%%

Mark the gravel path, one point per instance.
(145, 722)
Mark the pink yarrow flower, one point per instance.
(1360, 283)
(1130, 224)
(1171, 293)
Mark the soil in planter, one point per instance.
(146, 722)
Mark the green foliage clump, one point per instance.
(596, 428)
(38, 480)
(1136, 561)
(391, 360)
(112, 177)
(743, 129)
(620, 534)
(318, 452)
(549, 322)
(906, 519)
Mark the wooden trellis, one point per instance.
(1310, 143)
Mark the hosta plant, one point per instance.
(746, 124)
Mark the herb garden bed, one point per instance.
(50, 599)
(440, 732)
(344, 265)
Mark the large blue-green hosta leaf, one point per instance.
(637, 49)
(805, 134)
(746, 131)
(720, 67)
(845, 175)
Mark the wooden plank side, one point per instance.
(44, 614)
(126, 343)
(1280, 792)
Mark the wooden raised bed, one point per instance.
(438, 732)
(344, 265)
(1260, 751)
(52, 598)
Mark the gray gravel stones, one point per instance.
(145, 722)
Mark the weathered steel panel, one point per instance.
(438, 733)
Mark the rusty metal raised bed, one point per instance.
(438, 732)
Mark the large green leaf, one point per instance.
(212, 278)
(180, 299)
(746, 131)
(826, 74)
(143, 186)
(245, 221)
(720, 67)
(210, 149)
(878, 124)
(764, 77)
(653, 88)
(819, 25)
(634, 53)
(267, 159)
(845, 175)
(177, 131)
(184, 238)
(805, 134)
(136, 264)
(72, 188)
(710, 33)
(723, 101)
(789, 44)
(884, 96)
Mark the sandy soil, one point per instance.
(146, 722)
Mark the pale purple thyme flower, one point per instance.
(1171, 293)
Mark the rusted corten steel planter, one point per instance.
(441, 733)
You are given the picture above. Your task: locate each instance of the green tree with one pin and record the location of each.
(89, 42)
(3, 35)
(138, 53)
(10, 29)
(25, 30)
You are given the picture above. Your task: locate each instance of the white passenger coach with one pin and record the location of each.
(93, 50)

%%

**TASK BRIEF**. Make an exact copy of every line from the one with "Mark the sandy soil, one point per instance." to the end of the data, with the first and last of those lines included.

**SOLUTION**.
Mark the sandy soil, one point per instance.
(146, 722)
Mark the pale purple thyme flower, one point per instance.
(1171, 293)
Mark the rusted corten steel planter, one point per instance.
(441, 733)
You are given the picture above. Your task: locate each instance of the green tree with one pin and record the location of each.
(89, 42)
(3, 35)
(138, 53)
(10, 29)
(25, 30)
You are given the picture above. Your task: locate each instance of the white passenger coach with one pin and record the location of each.
(93, 50)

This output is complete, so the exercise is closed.